我们来看刘勰对此的论述,刘勰在《文心雕龙·比兴》中描述了所谓的“兴义销亡”的现象,并总结其原因是两汉时“诗刺道丧”,“于是赋颂先鸣,故比体云构”。其结果是,诗人们“日用乎比,月忘乎兴,习小而弃大,所以文谢于周人也”。(《文心雕龙·比兴》)

“兴义销亡”其实是一种意义的丧失,是一种旧的艺术生命的结束,按刘勰说是“诗刺道丧”的结果。而“比体云构”的现象,我们认为这是“比兴”从艺术生命的终结并转化为艺术标本、成为一种艺术创作方法所必然造成的结果。再看郑众的定义:“比者,比方于物也,兴者,托事于物。”如果不从诠释学的角度考虑,“兴”和“比”在创作方法上其实是很难分辨的。因此,在创作实践中, “兴”基本上不存在可操作性,“比兴”重心便向“比”转移了。我们来看刘勰对“比”的描述便可明了:

故金锡以喻明德,珪璋以譬秀民,螟蛉以类教诲,蜩螗以写号呼,浣衣以拟心忧,席卷以方志固:凡斯切象,皆比义也。至如“麻衣如雪”,“两骖如舞”,若斯之类,皆比类者也。(《文心雕龙·比兴》)

......

**简短问题:**
请根据文章回答:郑众给“兴”下的定义是什么?

......

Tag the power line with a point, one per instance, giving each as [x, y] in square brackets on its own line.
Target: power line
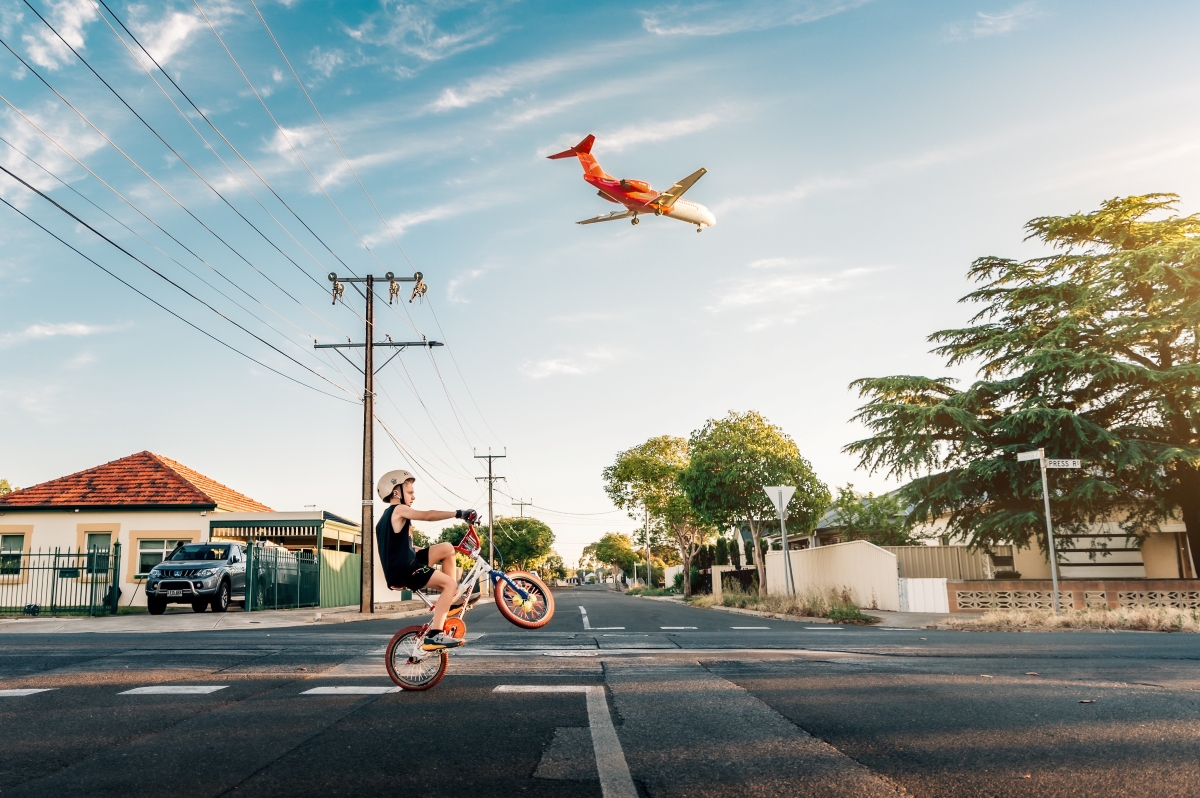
[181, 159]
[118, 246]
[87, 199]
[195, 327]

......

**完成答案:**
郑众将“兴”定义为“托事于物”。